#### Excerpted text

Bug 1791162

Summary:	OpenShift API stops responding to requests / is unreachable multiple times during z-upgrade
Product:	OpenShift Container Platform	Reporter:	Clayton Coleman <ccoleman>
Component:	openshift-apiserver	Assignee:	Sam Batschelet <sbatsche>
Status:	CLOSED CURRENTRELEASE	QA Contact:	Xingxing Xia <xxia>
Severity:	high	Docs Contact:
Priority:	high
Version:	4.3.0	CC:	alpatel, anbhatta, aos-bugs, bparees, dmace, jkaur, joboyer, kewang, lszaszki, mfojtik, openshift-bugs-escalate, qiwan, sbatsche, scuppett, shurley, sttts, wking
Target Milestone:	---	Keywords:	Upgrades
Target Release:	4.5.0
Hardware:	Unspecified
OS:	Unspecified
Whiteboard:
Fixed In Version:		Doc Type:	Enhancement
Doc Text:	The OpenShift API server should now remain available to clients during upgrades.	Story Points:	---
Clone Of:		Environment:
Last Closed:	2020-06-05 14:45:31 UTC	Type:	Bug
Regression:	---	Mount Type:	---
Documentation:	---	CRM:
Verified Versions:		Category:	---
oVirt Team:	---	RHEL 7.3 requirements from Atomic Host:
Cloudforms Team:	---	Target Upstream Version:
Embargoed:
Bug Depends On:	1845412, 1943804
Bug Blocks:

Description Clayton Coleman 2020-01-15 04:01:28 UTC

A pod on the pod network (in this case openshift-apiserver) is observed to repeatedly fail to answer API requests in a 4.3 to 4.3 upgrade (the only code change is that the upgrade test correctly fails the entire test if it detects this condition).

A key part of upgrades is that they do not disrupt user workflows - a number of other errors in these upgrade logs indicate that perhaps pod shutdown is not proceeding gracefully, or some other networking or host level condition is at play. Any evidence of workload impact is a release blocker.

https://prow.svc.ci.openshift.org/view/gcs/origin-ci-test/logs/release-openshift-origin-installer-e2e-aws-upgrade/14324
https://prow.svc.ci.openshift.org/view/gcs/origin-ci-test/logs/release-openshift-origin-installer-e2e-aws-upgrade/14323

Both of the tests above fail AWS.

########
#### Extracted data

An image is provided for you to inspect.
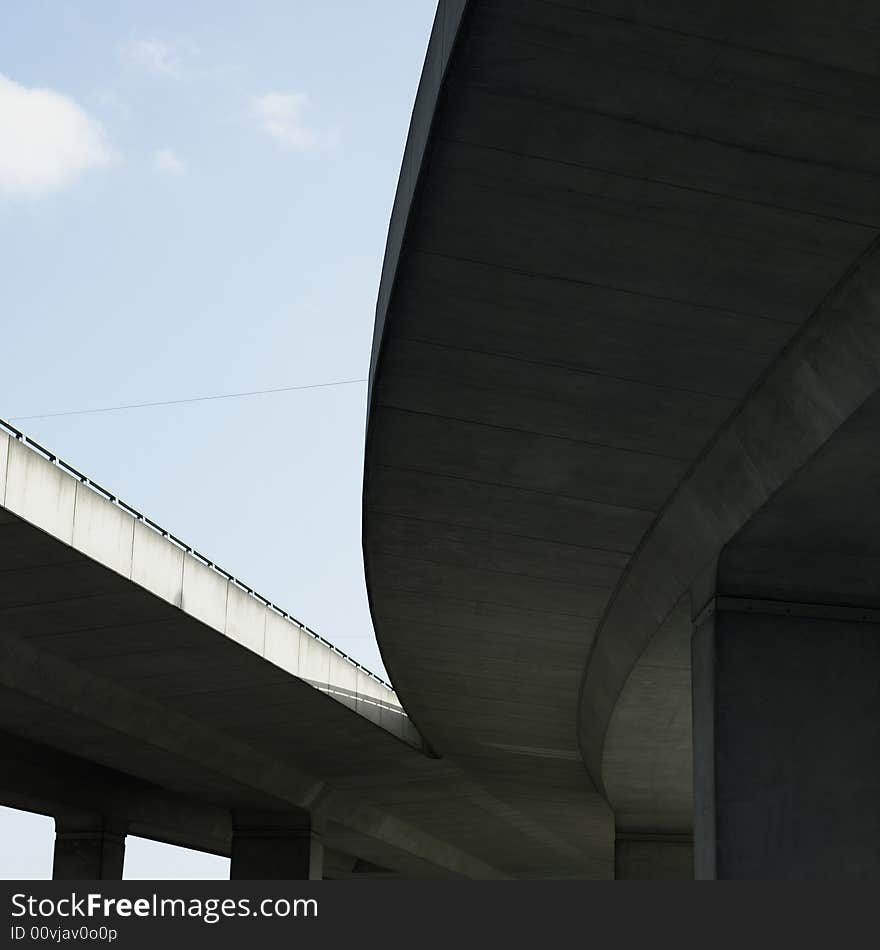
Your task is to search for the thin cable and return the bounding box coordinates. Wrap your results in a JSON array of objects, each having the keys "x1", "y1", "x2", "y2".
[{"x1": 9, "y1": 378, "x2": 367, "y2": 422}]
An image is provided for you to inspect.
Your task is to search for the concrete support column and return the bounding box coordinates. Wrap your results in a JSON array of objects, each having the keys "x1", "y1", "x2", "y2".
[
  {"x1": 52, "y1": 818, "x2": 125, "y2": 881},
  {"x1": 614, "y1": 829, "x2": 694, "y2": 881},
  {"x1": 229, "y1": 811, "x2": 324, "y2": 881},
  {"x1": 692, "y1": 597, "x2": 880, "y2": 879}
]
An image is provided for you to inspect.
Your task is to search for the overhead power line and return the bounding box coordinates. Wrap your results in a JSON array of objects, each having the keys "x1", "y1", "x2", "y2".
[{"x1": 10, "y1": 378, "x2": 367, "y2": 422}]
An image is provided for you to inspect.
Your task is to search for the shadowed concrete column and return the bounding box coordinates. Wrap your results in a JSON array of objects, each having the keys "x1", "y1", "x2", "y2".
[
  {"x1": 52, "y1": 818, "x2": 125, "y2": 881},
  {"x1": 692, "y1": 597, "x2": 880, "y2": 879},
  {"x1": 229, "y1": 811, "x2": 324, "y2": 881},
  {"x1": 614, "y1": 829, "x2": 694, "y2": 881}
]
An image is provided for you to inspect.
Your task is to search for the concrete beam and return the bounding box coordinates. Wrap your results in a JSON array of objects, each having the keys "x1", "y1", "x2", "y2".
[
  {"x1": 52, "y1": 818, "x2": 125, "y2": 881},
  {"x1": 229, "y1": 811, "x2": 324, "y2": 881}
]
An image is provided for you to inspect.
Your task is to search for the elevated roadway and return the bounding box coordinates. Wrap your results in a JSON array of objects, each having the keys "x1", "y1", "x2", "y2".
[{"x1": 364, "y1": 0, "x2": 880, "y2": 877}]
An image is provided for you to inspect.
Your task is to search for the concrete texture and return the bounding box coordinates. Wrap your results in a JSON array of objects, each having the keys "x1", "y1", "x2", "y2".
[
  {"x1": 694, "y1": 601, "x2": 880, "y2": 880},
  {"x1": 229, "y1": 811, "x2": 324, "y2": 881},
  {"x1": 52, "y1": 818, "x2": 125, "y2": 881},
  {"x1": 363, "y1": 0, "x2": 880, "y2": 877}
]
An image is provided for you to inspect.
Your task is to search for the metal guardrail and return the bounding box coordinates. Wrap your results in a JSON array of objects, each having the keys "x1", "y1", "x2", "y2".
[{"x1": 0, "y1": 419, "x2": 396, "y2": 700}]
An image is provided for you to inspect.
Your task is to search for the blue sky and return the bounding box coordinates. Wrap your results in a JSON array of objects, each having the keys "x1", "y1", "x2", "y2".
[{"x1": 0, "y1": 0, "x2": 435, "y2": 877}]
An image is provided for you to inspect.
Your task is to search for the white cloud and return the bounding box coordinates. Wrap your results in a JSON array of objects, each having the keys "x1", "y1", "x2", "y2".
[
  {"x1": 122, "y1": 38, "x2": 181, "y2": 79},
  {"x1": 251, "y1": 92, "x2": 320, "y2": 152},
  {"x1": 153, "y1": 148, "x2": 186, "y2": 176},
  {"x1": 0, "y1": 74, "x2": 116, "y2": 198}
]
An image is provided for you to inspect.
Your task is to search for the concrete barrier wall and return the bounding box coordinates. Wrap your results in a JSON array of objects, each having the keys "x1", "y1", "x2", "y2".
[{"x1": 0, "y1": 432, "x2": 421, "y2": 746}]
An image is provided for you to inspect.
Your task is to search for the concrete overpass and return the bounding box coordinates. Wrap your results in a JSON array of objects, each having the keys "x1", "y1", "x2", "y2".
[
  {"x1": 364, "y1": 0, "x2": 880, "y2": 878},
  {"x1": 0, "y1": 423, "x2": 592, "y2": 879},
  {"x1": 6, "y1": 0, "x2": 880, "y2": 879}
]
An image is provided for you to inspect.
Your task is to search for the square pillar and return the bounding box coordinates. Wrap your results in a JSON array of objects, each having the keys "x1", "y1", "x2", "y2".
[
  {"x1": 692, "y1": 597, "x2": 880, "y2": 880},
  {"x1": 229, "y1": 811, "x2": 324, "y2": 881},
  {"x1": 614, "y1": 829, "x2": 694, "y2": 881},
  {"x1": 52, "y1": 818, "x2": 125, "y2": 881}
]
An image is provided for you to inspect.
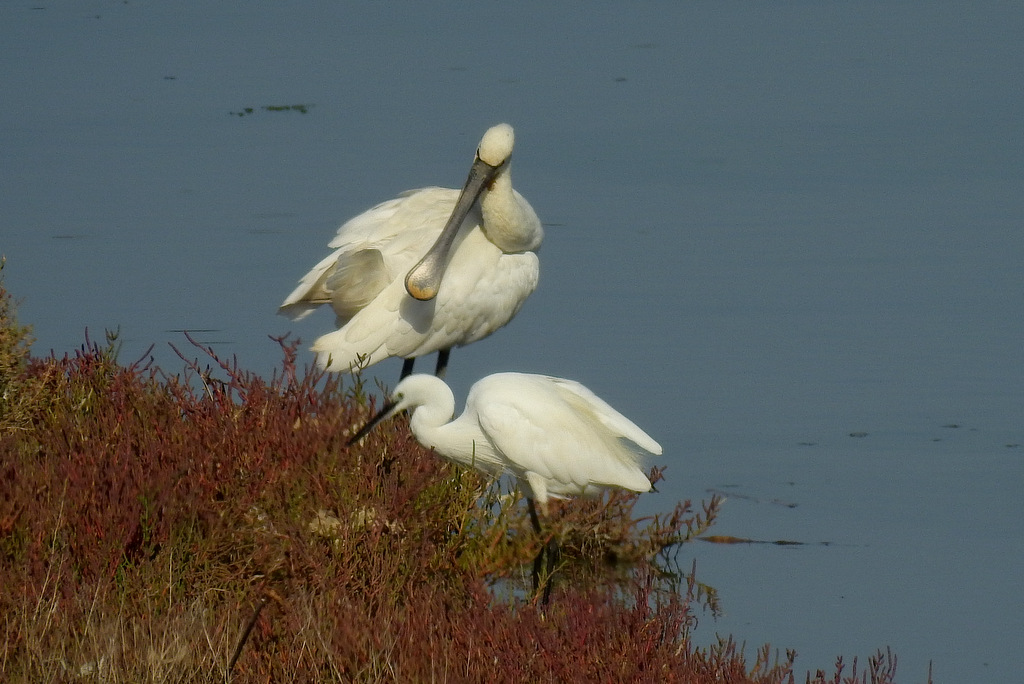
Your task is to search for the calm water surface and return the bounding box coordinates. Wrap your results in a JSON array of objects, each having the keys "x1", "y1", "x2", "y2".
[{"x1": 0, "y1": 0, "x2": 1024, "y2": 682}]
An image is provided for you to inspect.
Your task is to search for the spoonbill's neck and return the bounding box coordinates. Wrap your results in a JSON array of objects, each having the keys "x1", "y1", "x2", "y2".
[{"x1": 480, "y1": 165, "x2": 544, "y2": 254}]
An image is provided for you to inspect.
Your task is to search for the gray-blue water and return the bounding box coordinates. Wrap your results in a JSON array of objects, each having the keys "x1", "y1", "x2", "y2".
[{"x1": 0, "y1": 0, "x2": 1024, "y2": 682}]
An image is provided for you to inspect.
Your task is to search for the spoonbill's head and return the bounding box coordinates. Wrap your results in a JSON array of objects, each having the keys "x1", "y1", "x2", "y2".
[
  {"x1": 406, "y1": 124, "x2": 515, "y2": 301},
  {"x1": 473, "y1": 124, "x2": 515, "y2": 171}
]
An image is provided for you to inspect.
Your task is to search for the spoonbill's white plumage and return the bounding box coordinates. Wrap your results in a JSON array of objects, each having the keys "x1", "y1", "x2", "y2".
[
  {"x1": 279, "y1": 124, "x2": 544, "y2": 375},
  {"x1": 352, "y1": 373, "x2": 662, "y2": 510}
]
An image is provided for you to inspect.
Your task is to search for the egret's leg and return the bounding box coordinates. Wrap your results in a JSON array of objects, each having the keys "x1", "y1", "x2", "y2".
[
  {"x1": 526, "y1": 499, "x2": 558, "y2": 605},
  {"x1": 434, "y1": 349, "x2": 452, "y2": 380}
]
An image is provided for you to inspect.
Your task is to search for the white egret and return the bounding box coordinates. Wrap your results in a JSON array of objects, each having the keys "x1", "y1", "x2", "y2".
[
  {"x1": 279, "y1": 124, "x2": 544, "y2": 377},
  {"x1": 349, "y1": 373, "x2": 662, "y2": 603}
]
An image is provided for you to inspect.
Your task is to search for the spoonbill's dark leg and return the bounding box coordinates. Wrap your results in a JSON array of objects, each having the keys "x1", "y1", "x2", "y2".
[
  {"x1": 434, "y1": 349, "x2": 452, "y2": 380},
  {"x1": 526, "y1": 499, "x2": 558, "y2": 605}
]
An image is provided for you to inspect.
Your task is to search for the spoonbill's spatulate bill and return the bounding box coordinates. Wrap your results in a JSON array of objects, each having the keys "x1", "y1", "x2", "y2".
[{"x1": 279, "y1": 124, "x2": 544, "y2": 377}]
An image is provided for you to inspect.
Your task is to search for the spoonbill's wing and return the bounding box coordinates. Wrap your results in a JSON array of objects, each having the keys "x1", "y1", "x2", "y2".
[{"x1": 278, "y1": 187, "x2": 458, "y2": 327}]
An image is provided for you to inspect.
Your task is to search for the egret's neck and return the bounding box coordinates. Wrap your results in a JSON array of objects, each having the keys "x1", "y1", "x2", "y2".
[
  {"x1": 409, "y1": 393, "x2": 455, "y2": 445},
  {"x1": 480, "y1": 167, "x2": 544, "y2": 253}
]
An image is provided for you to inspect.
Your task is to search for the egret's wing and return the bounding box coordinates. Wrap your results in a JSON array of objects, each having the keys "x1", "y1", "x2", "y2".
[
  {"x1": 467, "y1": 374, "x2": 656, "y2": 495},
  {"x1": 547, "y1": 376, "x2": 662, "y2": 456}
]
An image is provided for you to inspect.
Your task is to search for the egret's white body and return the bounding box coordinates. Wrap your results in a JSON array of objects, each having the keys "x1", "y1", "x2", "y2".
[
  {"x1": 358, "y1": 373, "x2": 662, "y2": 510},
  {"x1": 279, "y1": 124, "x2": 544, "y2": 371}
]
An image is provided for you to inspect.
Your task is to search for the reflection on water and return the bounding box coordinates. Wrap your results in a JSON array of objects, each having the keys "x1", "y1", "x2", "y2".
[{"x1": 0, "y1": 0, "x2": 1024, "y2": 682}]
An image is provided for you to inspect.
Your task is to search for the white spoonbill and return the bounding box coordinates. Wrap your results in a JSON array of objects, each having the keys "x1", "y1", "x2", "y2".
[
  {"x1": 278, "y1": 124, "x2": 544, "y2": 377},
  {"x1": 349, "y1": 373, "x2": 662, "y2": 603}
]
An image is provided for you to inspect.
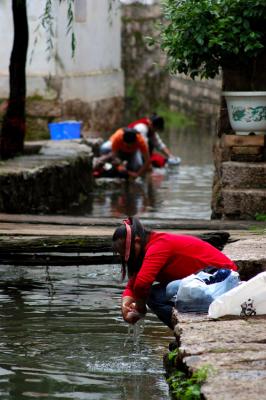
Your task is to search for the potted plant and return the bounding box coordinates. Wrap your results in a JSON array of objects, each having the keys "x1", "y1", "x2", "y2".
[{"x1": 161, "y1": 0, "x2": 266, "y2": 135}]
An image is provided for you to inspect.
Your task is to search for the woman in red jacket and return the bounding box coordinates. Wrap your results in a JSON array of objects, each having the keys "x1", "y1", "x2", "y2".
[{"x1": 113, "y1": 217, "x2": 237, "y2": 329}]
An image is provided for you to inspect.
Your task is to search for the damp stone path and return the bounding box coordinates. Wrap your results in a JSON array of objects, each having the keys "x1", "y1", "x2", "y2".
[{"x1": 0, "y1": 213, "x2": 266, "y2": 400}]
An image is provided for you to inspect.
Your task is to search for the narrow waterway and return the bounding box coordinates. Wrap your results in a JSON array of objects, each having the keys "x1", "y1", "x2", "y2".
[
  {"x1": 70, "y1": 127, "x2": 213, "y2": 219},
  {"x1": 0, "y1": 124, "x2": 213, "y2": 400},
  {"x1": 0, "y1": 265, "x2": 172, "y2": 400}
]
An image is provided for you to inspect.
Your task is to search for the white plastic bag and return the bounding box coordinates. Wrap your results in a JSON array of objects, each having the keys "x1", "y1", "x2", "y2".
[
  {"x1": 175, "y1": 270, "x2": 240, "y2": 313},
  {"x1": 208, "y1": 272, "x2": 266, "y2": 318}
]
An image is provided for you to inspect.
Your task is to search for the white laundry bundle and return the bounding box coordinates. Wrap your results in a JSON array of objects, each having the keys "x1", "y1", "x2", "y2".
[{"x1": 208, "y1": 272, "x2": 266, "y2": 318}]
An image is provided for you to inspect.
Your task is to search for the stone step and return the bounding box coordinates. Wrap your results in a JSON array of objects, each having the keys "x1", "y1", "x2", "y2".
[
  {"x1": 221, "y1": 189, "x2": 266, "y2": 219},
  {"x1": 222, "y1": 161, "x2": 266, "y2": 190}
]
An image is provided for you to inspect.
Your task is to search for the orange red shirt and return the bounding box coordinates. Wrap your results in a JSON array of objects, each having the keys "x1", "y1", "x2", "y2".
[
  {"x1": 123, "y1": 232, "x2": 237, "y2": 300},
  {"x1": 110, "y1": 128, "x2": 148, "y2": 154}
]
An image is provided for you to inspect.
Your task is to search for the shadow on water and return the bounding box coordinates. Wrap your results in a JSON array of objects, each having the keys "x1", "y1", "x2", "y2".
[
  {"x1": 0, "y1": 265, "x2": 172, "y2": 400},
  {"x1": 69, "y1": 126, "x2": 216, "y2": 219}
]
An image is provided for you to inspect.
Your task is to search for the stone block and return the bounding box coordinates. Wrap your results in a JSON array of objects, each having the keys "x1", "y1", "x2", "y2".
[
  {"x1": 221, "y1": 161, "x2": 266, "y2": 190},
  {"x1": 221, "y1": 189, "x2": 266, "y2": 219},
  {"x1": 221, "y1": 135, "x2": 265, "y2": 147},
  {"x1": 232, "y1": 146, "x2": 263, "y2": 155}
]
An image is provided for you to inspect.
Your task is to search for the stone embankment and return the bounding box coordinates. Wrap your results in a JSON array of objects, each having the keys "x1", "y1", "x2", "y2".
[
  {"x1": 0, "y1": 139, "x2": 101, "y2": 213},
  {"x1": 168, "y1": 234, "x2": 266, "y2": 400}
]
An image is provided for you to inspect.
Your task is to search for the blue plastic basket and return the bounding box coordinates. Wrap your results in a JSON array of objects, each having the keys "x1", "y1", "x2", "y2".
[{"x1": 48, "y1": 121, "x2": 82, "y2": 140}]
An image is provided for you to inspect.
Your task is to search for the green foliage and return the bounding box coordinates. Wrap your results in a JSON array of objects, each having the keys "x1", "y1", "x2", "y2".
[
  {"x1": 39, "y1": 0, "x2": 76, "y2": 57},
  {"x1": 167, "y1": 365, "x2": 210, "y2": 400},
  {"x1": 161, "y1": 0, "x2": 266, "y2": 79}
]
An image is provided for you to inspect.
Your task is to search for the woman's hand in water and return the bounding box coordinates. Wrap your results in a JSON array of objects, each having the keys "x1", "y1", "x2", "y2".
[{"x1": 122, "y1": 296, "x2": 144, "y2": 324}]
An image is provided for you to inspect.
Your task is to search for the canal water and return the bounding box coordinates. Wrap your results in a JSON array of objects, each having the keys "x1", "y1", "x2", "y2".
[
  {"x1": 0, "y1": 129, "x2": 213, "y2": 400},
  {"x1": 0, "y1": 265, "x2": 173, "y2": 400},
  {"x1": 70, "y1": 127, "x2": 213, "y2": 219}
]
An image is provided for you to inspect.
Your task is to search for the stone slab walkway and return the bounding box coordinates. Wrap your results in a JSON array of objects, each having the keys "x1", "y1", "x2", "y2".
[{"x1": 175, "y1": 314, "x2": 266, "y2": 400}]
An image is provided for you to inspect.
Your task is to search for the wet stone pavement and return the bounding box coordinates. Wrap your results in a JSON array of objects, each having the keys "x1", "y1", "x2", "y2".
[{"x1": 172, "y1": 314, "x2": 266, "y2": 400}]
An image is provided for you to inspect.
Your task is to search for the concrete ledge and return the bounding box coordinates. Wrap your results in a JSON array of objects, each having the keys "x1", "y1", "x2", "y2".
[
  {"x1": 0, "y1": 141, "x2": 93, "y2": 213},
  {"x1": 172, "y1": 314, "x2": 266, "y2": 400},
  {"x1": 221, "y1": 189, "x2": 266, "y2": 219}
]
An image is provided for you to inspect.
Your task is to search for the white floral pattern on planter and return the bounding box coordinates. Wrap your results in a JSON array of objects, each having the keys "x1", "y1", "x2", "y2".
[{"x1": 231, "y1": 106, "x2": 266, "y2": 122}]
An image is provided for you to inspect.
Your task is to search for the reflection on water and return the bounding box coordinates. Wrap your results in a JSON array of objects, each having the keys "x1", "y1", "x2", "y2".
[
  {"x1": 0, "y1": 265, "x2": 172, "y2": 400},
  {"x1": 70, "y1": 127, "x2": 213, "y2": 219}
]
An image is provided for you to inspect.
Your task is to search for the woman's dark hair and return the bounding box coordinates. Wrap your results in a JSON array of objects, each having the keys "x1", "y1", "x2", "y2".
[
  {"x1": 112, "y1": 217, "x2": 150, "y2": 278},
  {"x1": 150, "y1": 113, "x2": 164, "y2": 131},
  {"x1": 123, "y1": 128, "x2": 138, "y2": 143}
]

########

_Stated problem_
Could you return, word for word, the part of the bug report from "A pod on the" up to and including "a release blocker."? Work only from the bug report.

_Complete answer_
A pod on the pod network (in this case openshift-apiserver) is observed to repeatedly fail to answer API requests in a 4.3 to 4.3 upgrade (the only code change is that the upgrade test correctly fails the entire test if it detects this condition).

A key part of upgrades is that they do not disrupt user workflows - a number of other errors in these upgrade logs indicate that perhaps pod shutdown is not proceeding gracefully, or some other networking or host level condition is at play. Any evidence of workload impact is a release blocker.